Below are records. Transcribe exactly the lines from the one that contains "Phrase: fallen branch on road" through the last line, leaving any pictures out.

[Natural language region descriptions]
__________________________________________________

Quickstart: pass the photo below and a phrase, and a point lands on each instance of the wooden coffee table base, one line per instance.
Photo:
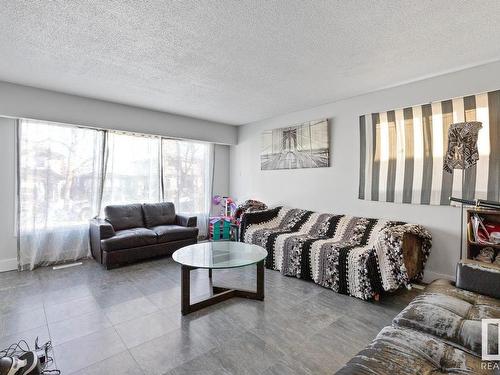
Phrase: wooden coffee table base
(219, 294)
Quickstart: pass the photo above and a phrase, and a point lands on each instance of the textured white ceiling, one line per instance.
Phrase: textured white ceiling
(239, 61)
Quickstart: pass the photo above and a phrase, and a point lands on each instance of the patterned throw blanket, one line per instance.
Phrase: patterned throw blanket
(351, 255)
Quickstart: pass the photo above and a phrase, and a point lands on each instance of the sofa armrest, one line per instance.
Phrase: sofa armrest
(100, 229)
(186, 221)
(256, 217)
(478, 277)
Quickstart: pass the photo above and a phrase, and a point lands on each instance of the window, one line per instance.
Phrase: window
(132, 169)
(67, 174)
(59, 185)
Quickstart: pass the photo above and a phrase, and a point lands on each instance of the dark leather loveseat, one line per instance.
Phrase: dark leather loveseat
(138, 231)
(440, 331)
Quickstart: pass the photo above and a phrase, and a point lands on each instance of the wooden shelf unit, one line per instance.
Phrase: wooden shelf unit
(488, 215)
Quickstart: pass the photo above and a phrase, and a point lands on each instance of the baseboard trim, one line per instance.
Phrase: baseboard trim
(430, 276)
(8, 264)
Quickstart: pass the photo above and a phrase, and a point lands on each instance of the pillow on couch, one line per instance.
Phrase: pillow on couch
(158, 214)
(124, 216)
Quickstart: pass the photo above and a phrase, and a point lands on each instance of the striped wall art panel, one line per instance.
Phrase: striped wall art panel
(402, 152)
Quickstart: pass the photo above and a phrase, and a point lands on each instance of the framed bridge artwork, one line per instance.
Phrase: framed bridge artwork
(304, 145)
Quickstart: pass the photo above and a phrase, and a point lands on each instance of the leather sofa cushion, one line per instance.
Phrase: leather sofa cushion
(398, 350)
(124, 216)
(159, 214)
(129, 238)
(450, 318)
(168, 233)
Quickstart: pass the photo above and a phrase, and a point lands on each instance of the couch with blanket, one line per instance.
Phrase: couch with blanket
(440, 331)
(358, 256)
(138, 231)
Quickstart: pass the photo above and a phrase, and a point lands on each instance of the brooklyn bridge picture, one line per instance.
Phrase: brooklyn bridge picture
(300, 146)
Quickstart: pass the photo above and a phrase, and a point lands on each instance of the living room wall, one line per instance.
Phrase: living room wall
(28, 102)
(335, 189)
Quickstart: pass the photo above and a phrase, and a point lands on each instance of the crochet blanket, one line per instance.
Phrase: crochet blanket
(351, 255)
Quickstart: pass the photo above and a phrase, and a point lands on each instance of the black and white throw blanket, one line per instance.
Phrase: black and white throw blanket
(351, 255)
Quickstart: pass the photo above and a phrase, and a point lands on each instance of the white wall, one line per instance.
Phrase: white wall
(8, 241)
(28, 102)
(335, 189)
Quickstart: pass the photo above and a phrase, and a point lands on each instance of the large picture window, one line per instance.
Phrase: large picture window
(132, 169)
(68, 174)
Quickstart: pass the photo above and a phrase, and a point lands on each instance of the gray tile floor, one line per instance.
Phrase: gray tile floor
(128, 321)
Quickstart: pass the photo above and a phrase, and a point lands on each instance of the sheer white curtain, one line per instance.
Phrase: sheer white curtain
(132, 169)
(59, 189)
(187, 178)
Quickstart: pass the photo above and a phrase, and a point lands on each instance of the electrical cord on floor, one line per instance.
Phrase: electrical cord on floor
(21, 347)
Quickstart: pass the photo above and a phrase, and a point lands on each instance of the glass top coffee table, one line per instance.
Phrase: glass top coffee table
(219, 255)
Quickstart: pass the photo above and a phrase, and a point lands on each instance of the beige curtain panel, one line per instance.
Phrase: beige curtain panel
(402, 152)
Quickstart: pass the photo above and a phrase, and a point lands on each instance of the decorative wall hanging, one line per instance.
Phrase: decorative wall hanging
(403, 152)
(304, 145)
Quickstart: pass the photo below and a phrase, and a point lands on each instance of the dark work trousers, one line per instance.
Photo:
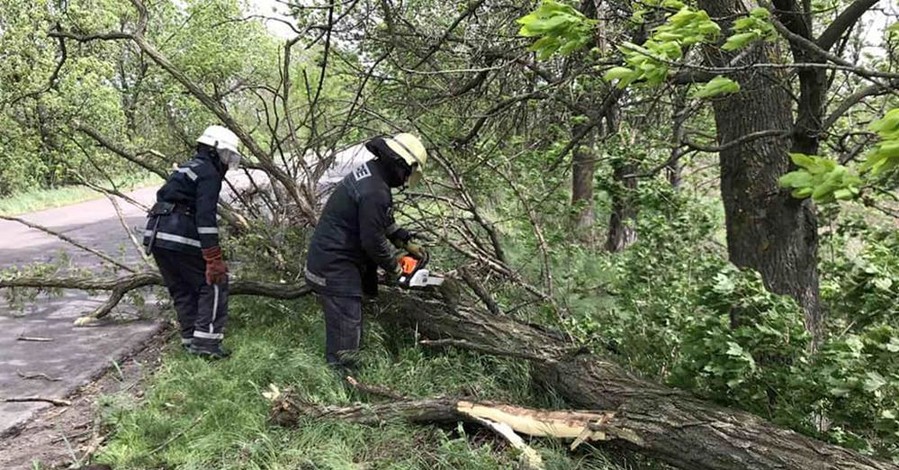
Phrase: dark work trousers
(202, 308)
(343, 329)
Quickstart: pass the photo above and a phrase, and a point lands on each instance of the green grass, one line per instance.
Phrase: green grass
(212, 415)
(40, 199)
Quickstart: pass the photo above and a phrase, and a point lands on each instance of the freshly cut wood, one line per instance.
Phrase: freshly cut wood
(505, 420)
(666, 424)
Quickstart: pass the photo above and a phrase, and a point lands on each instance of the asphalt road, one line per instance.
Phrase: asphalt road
(73, 356)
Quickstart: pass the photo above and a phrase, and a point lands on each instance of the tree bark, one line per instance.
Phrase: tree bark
(583, 169)
(663, 423)
(623, 219)
(767, 229)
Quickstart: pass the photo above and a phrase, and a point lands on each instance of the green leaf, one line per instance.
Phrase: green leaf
(839, 392)
(617, 73)
(738, 41)
(873, 382)
(734, 349)
(716, 87)
(883, 283)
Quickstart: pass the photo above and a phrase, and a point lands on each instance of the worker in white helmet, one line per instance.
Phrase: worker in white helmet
(356, 234)
(183, 236)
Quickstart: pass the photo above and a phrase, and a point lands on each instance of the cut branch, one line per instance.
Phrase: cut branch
(661, 422)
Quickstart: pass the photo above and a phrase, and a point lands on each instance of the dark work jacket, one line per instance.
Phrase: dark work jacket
(354, 235)
(194, 187)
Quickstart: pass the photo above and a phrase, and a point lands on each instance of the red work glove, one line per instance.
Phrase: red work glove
(216, 269)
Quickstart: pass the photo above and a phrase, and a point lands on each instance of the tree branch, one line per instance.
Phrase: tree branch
(69, 240)
(844, 21)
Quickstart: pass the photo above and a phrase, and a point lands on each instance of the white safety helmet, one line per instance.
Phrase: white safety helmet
(412, 151)
(224, 142)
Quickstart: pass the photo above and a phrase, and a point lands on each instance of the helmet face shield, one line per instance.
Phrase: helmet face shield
(229, 158)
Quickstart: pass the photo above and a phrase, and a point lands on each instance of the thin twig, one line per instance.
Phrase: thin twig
(66, 239)
(54, 401)
(34, 338)
(37, 376)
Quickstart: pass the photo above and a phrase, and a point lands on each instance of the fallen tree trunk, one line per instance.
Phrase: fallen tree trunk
(666, 424)
(670, 425)
(505, 420)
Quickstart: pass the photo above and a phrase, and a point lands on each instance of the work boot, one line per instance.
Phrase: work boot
(208, 352)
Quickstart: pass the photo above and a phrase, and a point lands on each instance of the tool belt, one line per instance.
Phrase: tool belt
(167, 208)
(158, 210)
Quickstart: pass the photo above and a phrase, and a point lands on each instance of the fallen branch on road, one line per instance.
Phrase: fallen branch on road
(69, 240)
(37, 339)
(121, 286)
(37, 376)
(54, 401)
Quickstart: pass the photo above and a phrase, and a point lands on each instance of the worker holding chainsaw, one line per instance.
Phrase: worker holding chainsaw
(355, 235)
(182, 235)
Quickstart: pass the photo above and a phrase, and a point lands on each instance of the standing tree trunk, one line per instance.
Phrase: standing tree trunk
(681, 111)
(622, 221)
(767, 229)
(660, 422)
(582, 171)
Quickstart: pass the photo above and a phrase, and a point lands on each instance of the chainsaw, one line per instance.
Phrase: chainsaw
(415, 272)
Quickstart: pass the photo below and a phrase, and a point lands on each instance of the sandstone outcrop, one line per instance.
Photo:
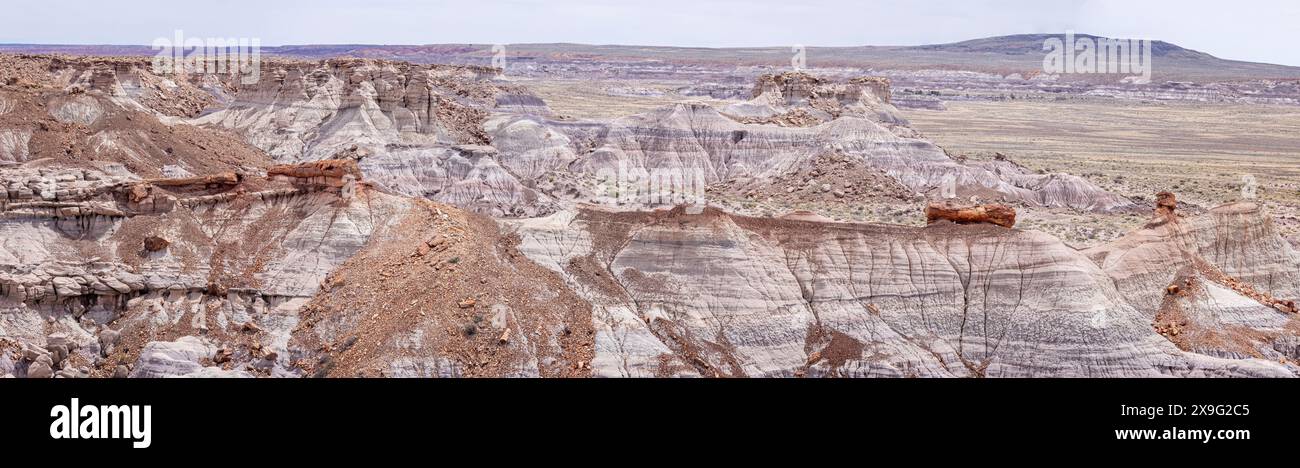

__________________________________________________

▶ [Solved exercise]:
Phrase: fallen branch on road
(69, 240)
(37, 339)
(121, 286)
(37, 376)
(54, 401)
Quickstart: pass the photo above and a phrase, and a point lands on each instance of the worker holding chainsaw, one line per instance.
Phrase: worker holding chainsaw
(355, 235)
(182, 235)
Quickstart: pass the photo above and a phrase, and a point lands on each instance of the standing tree trunk, one line per instance.
Phrase: standing tree trunk
(681, 111)
(622, 221)
(767, 229)
(660, 422)
(582, 171)
Quickstart: pass the photo above and a phrase, and a point lands on each instance of the chainsaw, one line per instance.
Phrase: chainsaw
(415, 272)
Quickstart: pass the photo below and a phrase, and a point lands on each instance of the sandstone outcrop, one line per instance.
Photo:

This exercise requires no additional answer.